■ Exercise data

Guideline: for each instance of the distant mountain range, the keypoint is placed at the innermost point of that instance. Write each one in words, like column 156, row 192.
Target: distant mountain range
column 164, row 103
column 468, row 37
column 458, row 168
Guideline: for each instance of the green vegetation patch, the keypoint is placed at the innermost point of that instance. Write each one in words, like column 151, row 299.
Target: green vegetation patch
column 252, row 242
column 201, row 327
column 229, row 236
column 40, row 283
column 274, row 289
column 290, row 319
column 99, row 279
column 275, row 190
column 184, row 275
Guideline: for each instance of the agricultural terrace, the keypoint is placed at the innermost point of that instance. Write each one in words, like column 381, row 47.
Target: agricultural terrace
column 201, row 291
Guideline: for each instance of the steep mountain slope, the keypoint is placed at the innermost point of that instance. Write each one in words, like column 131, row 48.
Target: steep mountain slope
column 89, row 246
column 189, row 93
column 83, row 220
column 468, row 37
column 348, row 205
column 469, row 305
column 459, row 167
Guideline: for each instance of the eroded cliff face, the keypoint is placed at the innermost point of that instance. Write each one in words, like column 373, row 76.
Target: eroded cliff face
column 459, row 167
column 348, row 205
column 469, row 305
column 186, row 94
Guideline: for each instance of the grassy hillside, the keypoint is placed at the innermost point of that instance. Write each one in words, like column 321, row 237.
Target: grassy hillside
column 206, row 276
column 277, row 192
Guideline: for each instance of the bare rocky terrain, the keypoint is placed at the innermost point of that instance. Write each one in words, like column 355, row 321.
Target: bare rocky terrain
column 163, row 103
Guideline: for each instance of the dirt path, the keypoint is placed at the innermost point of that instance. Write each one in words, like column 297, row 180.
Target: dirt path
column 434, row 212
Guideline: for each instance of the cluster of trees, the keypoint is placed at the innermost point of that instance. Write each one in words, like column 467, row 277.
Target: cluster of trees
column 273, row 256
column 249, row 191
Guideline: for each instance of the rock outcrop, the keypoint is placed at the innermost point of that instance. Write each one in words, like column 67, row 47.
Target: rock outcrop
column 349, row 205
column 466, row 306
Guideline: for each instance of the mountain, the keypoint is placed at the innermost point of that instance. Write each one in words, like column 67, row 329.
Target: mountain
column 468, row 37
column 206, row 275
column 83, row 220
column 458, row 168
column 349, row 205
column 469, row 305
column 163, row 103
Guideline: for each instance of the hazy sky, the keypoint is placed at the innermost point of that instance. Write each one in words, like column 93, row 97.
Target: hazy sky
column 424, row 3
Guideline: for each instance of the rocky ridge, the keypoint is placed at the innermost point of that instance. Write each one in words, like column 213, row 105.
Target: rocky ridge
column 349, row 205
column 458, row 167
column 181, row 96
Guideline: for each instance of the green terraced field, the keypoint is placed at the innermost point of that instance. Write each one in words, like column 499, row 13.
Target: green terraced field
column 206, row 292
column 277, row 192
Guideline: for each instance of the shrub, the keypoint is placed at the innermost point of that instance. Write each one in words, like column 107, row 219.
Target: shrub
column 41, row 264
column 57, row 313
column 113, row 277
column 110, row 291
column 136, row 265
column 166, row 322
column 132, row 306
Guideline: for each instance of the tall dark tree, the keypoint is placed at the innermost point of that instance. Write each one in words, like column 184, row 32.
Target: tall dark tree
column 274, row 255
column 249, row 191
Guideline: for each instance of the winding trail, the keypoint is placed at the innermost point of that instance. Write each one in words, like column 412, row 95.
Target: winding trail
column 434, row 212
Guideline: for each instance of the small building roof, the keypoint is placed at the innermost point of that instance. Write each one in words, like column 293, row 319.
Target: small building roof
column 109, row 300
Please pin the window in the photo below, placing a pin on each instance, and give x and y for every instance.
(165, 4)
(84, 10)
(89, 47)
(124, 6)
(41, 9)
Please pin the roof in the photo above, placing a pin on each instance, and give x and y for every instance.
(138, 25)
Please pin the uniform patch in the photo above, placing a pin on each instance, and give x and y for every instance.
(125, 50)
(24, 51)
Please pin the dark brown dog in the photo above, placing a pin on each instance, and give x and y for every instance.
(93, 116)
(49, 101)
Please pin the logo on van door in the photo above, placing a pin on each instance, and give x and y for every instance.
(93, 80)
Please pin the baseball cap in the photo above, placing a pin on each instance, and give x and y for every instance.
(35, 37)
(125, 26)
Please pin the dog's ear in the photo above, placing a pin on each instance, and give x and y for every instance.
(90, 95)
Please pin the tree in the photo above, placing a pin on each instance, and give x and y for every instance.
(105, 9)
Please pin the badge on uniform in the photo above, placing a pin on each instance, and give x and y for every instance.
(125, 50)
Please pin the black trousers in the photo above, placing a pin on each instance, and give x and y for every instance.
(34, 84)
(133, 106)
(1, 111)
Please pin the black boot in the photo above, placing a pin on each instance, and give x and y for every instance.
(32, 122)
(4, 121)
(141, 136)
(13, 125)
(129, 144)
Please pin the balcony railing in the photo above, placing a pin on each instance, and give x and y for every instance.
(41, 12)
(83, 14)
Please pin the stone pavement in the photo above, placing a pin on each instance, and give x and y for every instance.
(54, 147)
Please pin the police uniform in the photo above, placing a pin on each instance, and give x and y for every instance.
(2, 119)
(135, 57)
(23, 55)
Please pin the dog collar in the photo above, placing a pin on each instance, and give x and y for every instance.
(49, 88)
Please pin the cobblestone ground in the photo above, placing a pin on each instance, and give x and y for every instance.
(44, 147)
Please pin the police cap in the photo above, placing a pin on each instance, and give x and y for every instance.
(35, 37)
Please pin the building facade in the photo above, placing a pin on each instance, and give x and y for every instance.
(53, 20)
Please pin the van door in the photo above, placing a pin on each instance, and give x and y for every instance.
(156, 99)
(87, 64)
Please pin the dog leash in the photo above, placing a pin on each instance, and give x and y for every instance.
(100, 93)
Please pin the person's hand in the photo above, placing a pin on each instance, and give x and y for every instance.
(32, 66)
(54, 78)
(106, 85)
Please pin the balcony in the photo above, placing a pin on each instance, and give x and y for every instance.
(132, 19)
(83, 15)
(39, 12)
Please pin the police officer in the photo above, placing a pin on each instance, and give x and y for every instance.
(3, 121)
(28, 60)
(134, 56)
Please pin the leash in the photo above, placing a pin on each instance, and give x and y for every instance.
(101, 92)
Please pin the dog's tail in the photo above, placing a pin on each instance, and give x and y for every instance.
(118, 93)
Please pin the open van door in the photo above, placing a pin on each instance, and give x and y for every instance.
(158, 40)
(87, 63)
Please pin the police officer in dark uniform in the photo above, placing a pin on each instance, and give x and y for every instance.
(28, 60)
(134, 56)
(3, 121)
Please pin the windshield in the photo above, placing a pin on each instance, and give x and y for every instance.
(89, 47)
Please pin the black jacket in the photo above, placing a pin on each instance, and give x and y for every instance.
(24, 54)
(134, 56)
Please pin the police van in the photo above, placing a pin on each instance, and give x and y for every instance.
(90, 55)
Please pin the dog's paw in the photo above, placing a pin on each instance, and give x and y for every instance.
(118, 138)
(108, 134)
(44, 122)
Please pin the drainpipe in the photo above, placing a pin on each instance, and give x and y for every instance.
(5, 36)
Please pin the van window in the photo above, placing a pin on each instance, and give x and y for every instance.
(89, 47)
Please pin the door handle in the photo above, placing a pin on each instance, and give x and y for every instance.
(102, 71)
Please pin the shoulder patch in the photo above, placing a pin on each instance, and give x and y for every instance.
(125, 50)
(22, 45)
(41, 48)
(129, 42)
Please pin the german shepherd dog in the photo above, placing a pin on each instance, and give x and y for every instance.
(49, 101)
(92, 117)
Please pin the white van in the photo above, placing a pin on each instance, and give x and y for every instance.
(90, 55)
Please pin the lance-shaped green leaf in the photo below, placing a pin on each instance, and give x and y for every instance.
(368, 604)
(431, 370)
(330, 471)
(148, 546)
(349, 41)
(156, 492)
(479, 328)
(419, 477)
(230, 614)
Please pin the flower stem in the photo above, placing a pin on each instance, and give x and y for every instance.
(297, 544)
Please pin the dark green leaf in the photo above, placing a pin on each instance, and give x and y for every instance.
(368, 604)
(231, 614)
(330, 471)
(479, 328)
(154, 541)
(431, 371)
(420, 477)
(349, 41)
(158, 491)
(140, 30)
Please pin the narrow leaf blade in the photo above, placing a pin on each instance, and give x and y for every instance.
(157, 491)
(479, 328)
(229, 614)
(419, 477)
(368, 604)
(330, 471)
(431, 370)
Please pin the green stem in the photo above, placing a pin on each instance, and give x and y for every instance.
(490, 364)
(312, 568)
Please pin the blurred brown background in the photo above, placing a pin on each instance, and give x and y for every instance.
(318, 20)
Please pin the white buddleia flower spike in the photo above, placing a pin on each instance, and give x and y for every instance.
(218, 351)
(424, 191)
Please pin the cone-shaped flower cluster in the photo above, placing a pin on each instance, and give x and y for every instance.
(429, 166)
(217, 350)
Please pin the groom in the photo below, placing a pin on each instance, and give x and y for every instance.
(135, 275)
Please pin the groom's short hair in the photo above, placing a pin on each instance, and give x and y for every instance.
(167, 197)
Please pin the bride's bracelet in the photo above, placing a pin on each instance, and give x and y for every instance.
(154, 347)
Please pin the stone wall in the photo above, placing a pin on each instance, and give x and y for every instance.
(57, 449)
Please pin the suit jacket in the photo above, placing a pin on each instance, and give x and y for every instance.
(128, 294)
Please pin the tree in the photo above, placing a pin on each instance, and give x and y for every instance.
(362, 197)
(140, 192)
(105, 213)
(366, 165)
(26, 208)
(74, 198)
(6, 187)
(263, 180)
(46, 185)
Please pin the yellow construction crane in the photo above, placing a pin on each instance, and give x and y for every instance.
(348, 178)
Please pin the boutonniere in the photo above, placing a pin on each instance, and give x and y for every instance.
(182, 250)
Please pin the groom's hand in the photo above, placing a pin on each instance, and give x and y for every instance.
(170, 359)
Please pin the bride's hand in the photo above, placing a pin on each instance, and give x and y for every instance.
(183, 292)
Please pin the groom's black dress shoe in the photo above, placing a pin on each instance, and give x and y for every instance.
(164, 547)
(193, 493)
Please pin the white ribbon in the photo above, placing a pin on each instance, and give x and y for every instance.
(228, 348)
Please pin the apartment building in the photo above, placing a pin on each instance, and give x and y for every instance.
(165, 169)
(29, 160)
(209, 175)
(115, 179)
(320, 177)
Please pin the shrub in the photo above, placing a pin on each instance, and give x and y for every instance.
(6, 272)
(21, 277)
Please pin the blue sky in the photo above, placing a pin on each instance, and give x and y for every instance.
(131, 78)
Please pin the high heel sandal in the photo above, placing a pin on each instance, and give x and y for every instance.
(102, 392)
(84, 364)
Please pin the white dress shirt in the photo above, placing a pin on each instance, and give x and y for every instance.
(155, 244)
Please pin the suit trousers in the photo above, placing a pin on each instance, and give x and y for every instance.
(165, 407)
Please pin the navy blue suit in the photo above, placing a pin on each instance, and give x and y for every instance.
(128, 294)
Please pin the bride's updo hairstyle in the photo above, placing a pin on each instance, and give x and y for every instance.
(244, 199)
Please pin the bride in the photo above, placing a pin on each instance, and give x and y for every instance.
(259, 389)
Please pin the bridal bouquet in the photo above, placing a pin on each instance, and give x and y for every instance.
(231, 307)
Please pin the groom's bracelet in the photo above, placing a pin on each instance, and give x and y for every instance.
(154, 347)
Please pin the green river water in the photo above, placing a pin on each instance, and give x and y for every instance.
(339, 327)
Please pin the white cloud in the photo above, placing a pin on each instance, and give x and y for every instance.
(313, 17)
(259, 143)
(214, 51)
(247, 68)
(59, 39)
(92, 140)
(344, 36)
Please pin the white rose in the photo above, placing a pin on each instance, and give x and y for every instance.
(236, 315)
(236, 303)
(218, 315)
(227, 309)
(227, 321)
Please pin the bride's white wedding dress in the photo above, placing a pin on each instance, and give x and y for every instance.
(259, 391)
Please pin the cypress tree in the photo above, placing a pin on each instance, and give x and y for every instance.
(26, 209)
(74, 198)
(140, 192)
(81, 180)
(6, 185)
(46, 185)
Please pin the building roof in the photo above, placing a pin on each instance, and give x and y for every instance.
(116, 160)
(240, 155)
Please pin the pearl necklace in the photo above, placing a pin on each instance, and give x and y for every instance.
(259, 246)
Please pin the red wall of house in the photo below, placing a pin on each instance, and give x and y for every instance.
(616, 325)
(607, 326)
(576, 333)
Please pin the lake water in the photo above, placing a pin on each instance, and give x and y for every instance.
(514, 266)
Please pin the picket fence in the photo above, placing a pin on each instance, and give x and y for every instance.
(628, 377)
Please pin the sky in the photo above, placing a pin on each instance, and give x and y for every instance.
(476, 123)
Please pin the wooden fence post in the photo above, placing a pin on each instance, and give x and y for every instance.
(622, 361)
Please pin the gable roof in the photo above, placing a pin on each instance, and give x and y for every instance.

■ Exercise instructions
Everything from the first line above through the line that contains "Guideline: for each instance of the agricultural" should be duplicated exactly, please, and nothing beyond it.

■ Answer section
Guideline: for each instance of the distant mountain range, the keypoint is placed at the innermost point of that instance. Write each one in words, like column 156, row 192.
Target: distant mountain range
column 164, row 103
column 468, row 37
column 458, row 168
Guideline: for each instance of the green vegetation patch, the keypoint is placed at the innermost point of that instance. Write each one in words, like column 151, row 299.
Target: green vegetation patch
column 252, row 242
column 201, row 327
column 229, row 236
column 40, row 283
column 274, row 289
column 290, row 319
column 99, row 279
column 275, row 190
column 184, row 275
Guideline: for each instance of the agricultural terrace, the keypoint is placed at the innermost point of that instance. Write each one in words, like column 381, row 47.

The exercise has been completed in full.